> _WHAT YOU WILL DO_
(A) Do these statements agree with the news report below on the Ansbach bomber? Answer yes or no for each and quote the words of the report that decide it. (i) Besides killing himself, the bomber wounded 12 other people. (ii) The first deportation notice was issued on July 13. (iii) The man was to be sent to Bulgaria because he had filed his first asylum request there.
(B) In the news report below on the Ansbach bomber, what position does Tobias Plate hold?

> _PAGE EXTRACT_
--*--
Bomber Near German Music Festival Received Two Deportation Orders

The 27-year-old Syrian man was most recently told July 13 that he would be deported to Bulgaria.

ANSBACH, Germany (AP) — A spokesman for Germany's interior ministry says the man who detonated a bomb near a music festival, killing himself and wounding 12 others, had received two deportation notices.

Tobias Plate says the 27-year-old Syrian man was most recently told July 13 that he would be deported to Bulgaria.

Plate told reporters that the first deportation notice was issued on Dec. 22, 2014.

Police officers leave a former hotel where a Syrian man lived before the explosion in Ansbach, Germany, Monday, July 25, 2016. Bavaria's top security official says a man who blew himself up after being turned away from an open-air music festival in the southern German city was a 27-year-old Syrian who had been denied asylum. (AP Photo/Matthias Schrader)

He says the man was to be deported to Bulgaria because he had submitted his first asylum request in the southeastern European country.
--*--
> _STORED DATA_
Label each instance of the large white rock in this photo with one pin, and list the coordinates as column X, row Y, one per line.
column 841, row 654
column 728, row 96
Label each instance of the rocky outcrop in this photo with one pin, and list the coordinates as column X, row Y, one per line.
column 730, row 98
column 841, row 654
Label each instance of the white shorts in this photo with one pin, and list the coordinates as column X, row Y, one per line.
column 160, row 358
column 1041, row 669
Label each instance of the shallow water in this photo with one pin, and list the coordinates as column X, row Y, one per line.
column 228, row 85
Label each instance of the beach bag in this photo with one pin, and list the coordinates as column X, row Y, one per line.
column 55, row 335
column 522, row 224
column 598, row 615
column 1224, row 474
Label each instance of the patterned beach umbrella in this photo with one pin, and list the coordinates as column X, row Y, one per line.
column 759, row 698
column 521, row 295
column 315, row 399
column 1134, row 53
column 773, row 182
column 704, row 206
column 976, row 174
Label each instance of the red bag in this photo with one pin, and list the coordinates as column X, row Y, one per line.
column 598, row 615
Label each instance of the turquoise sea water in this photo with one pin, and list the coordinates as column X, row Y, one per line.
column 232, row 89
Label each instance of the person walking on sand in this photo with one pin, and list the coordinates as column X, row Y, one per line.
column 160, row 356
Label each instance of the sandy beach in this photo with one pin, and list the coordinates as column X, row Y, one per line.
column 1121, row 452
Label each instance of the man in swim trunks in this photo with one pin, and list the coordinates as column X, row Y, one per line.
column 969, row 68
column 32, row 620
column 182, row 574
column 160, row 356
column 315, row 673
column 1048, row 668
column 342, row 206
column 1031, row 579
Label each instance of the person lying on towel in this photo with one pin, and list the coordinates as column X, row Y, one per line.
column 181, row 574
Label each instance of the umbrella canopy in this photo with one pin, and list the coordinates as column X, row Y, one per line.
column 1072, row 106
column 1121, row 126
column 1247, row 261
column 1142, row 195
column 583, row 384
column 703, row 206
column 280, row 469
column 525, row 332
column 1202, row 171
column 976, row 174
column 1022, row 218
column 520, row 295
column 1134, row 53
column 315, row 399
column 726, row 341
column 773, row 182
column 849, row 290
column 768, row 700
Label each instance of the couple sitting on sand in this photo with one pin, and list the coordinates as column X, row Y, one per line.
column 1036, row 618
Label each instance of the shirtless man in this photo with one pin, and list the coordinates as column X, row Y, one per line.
--*--
> _TASK-BY-TASK RESULTS_
(A)
(i) Yes: "killing himself and wounding 12 others"
(ii) No: "the first deportation notice was issued on Dec. 22, 2014"
(iii) Yes: "because he had submitted his first asylum request in the southeastern European country"

(B) He is a spokesman for Germany's interior ministry.